目的 → 「Would you kindly mark the bent」を含む行からエントリーの最後までを、両端の行も含めてそのまま打ち直してください。

データセットの記録 →
☆ ☆ ☆

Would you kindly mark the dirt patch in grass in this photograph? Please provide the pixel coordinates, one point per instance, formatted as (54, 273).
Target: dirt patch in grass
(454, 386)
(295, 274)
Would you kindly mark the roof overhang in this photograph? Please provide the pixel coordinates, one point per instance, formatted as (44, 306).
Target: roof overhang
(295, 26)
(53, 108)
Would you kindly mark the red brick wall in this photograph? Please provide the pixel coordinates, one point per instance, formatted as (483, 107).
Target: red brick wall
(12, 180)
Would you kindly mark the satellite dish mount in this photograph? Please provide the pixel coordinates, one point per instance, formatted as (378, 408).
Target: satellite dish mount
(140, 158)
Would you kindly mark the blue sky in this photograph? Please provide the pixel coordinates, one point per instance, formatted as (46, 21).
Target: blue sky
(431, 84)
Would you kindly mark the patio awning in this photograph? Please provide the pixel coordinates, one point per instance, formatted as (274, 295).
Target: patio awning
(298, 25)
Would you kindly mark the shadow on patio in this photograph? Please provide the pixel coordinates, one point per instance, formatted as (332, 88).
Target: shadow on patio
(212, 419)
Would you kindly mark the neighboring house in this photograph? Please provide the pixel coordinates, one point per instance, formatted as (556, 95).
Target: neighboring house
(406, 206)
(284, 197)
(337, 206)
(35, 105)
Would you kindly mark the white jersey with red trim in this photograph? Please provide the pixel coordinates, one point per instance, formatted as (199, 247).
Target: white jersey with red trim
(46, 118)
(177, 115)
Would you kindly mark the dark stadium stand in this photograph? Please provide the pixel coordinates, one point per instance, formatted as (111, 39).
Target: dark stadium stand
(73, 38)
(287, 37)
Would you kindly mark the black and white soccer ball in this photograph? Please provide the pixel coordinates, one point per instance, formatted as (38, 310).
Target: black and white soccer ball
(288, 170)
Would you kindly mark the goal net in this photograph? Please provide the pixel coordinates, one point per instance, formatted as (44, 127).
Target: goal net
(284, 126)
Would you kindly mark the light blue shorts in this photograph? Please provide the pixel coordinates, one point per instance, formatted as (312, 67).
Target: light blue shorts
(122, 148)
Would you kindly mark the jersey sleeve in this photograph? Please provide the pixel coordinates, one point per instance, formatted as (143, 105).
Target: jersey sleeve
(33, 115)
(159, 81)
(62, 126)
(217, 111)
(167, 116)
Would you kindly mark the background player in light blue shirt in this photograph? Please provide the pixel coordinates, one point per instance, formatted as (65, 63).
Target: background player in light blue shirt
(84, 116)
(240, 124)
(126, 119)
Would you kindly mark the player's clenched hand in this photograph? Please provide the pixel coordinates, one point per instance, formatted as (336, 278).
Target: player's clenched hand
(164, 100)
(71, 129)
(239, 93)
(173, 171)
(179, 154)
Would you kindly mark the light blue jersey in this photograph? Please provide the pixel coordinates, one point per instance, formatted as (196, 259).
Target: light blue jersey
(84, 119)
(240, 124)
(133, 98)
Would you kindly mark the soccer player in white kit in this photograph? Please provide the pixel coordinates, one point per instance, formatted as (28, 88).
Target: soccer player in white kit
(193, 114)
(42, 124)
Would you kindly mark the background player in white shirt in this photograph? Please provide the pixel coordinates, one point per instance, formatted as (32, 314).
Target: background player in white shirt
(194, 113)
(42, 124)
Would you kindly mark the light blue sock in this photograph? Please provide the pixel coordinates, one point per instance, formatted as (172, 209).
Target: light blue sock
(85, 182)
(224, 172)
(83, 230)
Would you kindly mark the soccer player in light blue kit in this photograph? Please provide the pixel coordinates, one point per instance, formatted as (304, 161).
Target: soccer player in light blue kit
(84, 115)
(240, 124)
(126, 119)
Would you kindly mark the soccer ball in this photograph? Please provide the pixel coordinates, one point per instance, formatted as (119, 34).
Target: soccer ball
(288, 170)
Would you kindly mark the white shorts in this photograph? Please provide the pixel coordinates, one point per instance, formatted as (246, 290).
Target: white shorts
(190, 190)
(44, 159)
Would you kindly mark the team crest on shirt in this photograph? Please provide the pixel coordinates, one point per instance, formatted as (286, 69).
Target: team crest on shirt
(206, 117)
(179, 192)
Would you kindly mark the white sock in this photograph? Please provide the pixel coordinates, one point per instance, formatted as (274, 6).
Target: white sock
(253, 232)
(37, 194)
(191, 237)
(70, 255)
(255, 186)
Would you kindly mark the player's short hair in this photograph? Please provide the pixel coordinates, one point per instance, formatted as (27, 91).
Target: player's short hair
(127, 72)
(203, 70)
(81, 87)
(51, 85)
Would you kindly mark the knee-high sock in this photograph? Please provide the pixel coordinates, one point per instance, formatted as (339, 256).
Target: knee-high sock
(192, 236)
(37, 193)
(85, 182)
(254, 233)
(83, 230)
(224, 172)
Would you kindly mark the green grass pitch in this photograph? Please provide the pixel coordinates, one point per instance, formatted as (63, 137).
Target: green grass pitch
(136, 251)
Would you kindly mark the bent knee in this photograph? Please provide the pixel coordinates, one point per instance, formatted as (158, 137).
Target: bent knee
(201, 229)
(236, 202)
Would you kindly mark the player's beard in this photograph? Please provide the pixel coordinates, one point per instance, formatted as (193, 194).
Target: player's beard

☆ ☆ ☆

正しい結果 →
Would you kindly mark the bent knee in this photograph? Please provide the pixel coordinates, one point per instance, formatted as (158, 137).
Target: bent knee
(201, 229)
(236, 202)
Would you kindly mark the player's beard in this photograph? Please provide the pixel coordinates, one point per instance, formatted as (193, 194).
Target: player's beard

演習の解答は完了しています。